- SOURCE INFORMATION -
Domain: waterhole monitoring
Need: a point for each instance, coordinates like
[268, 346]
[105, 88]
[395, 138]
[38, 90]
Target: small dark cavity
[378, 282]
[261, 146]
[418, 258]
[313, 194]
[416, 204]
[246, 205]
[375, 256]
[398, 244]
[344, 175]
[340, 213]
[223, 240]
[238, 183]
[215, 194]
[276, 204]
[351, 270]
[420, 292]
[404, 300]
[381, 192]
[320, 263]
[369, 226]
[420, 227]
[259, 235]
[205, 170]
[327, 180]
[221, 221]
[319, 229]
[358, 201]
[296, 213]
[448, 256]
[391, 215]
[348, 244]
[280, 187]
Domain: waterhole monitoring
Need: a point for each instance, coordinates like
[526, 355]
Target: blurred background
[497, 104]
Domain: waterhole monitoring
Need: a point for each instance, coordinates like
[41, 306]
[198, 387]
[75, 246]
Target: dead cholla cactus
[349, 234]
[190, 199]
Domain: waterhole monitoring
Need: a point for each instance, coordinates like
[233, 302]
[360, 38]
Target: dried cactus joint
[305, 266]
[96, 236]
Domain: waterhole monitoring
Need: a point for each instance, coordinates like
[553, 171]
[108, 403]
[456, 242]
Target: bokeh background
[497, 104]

- THE TASK -
Only an exact copy of all the data will do as the answer.

- THE ANSWER -
Domain: waterhole monitoring
Need: a point for each instance, coordinates like
[268, 346]
[105, 88]
[395, 138]
[38, 90]
Target: small dark cavity
[378, 282]
[261, 146]
[418, 258]
[313, 194]
[416, 204]
[246, 205]
[375, 256]
[398, 244]
[344, 175]
[340, 213]
[223, 240]
[238, 183]
[215, 194]
[276, 204]
[351, 270]
[420, 292]
[404, 300]
[381, 192]
[320, 263]
[369, 226]
[420, 227]
[259, 235]
[205, 170]
[327, 180]
[221, 221]
[319, 229]
[358, 201]
[296, 213]
[448, 256]
[391, 215]
[348, 244]
[280, 187]
Domain: waterhole monitoring
Need: a point for each instance, coordinates like
[526, 355]
Target: blurred background
[497, 104]
Domain: waterhole monitoring
Need: a point for each instance, coordinates like
[41, 306]
[198, 387]
[75, 246]
Target: dead cholla cactus
[349, 234]
[190, 199]
Domain: waterhole monitoring
Need: a point for each instance, coordinates like
[233, 302]
[360, 38]
Target: dried cactus joint
[305, 266]
[96, 236]
Domain: waterhole monitoring
Need: a point for each instance, coordinates like
[553, 171]
[108, 403]
[456, 242]
Target: bokeh background
[497, 104]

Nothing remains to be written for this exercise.